MATERIAL FOR THIS EXERCISE:
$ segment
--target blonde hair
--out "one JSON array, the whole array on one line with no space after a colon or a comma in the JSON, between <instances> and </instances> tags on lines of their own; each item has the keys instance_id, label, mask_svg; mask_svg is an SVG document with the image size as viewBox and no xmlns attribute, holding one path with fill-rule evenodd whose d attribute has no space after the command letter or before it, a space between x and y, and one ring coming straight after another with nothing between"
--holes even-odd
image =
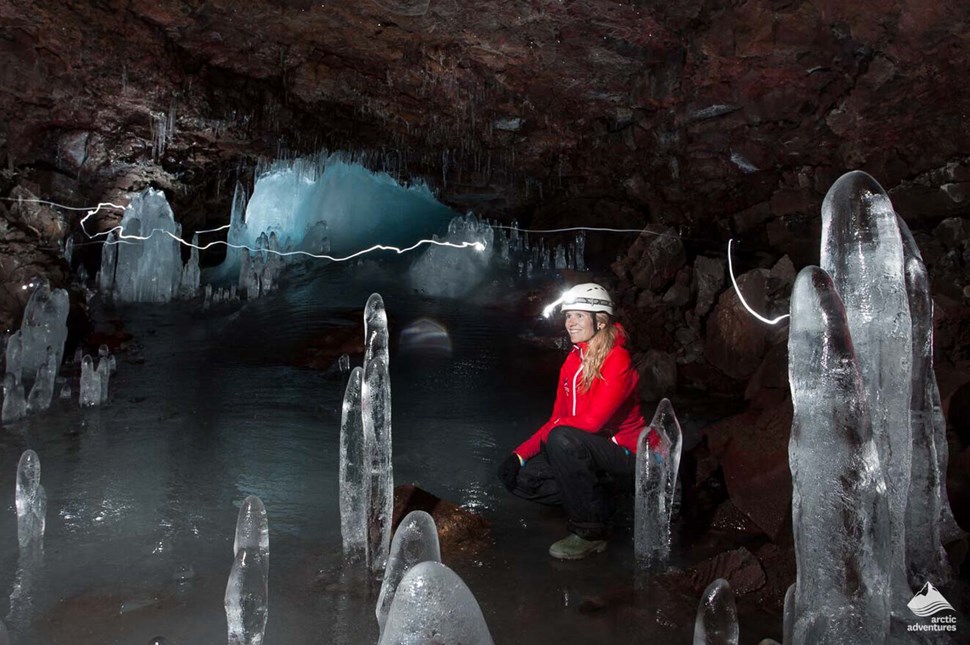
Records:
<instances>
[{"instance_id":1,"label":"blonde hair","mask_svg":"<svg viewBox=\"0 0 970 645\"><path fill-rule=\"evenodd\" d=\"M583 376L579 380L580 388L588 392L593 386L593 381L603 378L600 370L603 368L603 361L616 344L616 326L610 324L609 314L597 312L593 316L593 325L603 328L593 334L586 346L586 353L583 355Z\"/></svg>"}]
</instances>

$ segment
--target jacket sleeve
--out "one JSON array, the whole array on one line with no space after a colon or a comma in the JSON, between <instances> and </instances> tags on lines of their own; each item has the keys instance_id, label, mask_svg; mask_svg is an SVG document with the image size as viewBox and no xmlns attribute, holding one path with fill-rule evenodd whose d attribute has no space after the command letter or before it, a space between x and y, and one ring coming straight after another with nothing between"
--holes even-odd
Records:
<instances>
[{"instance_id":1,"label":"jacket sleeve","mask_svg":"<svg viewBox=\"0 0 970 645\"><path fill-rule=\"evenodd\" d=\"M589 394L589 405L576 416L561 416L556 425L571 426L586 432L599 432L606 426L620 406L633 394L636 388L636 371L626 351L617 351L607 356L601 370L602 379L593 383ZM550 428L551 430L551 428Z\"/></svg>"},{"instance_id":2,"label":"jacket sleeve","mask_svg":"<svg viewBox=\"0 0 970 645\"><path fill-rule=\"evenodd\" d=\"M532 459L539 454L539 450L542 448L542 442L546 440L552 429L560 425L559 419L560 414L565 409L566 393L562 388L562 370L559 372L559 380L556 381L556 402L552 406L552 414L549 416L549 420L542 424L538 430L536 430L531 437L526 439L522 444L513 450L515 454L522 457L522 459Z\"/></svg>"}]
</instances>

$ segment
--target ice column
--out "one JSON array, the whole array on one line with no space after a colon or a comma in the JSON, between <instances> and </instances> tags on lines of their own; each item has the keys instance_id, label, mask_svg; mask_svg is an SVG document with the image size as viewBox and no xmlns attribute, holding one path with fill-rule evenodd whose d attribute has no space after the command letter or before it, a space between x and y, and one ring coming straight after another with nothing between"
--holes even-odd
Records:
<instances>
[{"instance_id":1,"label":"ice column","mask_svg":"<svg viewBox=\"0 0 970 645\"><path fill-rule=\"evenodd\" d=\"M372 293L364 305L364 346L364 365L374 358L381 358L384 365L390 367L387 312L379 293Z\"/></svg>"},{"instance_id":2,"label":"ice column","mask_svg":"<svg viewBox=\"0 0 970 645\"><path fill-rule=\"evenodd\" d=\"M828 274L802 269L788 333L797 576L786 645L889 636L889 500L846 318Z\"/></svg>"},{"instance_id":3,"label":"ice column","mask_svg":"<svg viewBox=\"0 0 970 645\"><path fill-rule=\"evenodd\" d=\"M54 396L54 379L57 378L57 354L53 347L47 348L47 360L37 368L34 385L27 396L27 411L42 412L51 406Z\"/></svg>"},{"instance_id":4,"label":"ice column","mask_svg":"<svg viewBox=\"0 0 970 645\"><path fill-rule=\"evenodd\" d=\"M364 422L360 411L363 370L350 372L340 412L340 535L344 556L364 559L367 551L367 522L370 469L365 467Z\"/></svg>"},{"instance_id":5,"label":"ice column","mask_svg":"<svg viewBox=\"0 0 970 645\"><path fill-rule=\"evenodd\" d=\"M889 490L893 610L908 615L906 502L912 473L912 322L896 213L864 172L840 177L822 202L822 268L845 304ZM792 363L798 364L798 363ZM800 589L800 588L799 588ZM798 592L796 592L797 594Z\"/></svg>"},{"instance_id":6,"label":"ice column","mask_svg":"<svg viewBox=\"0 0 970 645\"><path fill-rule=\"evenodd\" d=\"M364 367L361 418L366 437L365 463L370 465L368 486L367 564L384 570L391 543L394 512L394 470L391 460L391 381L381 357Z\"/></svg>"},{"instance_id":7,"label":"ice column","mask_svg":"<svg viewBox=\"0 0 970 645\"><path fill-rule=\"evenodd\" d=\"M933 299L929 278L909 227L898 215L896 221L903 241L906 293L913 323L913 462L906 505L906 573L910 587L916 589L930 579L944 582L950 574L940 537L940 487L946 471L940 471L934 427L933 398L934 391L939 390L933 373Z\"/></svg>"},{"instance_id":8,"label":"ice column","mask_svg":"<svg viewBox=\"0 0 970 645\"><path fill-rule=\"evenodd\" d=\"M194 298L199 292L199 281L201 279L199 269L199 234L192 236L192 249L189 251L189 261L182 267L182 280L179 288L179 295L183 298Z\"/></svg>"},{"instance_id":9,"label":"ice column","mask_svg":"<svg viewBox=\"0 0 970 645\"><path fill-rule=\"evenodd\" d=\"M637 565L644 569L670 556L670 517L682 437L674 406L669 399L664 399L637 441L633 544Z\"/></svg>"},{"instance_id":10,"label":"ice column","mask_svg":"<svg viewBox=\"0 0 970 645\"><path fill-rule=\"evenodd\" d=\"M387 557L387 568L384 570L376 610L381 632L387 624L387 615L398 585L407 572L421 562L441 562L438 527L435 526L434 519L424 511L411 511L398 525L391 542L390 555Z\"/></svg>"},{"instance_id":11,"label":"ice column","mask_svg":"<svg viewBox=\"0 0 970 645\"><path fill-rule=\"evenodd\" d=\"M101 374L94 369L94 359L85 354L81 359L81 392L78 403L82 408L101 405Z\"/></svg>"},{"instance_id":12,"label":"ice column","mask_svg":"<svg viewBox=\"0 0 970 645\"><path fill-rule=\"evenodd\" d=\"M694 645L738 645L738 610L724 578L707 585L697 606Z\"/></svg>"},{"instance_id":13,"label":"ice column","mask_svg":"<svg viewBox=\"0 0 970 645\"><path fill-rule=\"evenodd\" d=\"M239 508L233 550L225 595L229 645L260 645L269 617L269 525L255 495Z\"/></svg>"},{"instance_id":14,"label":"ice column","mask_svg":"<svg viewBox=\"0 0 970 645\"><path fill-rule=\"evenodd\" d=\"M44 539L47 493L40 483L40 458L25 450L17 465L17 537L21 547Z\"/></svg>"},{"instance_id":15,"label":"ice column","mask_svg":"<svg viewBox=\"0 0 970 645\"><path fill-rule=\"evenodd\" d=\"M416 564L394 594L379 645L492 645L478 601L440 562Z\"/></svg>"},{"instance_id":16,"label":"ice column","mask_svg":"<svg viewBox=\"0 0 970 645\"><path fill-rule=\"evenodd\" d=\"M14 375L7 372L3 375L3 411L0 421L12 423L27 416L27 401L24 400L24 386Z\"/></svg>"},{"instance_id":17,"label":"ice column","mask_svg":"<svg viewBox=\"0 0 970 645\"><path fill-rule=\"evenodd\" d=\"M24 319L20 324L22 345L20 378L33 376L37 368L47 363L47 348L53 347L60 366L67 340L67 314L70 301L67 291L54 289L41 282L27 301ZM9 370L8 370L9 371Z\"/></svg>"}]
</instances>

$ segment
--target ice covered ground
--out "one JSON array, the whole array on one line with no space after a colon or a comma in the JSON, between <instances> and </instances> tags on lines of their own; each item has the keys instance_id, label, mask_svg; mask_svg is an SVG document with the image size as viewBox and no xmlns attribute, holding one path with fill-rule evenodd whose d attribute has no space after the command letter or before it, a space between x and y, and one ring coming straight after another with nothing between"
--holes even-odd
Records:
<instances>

PROBLEM DESCRIPTION: Report every line from the listing above where the string "target" can be found.

EXPECTED ANSWER:
--target blonde hair
--target jacket sleeve
--target ice column
--target ice covered ground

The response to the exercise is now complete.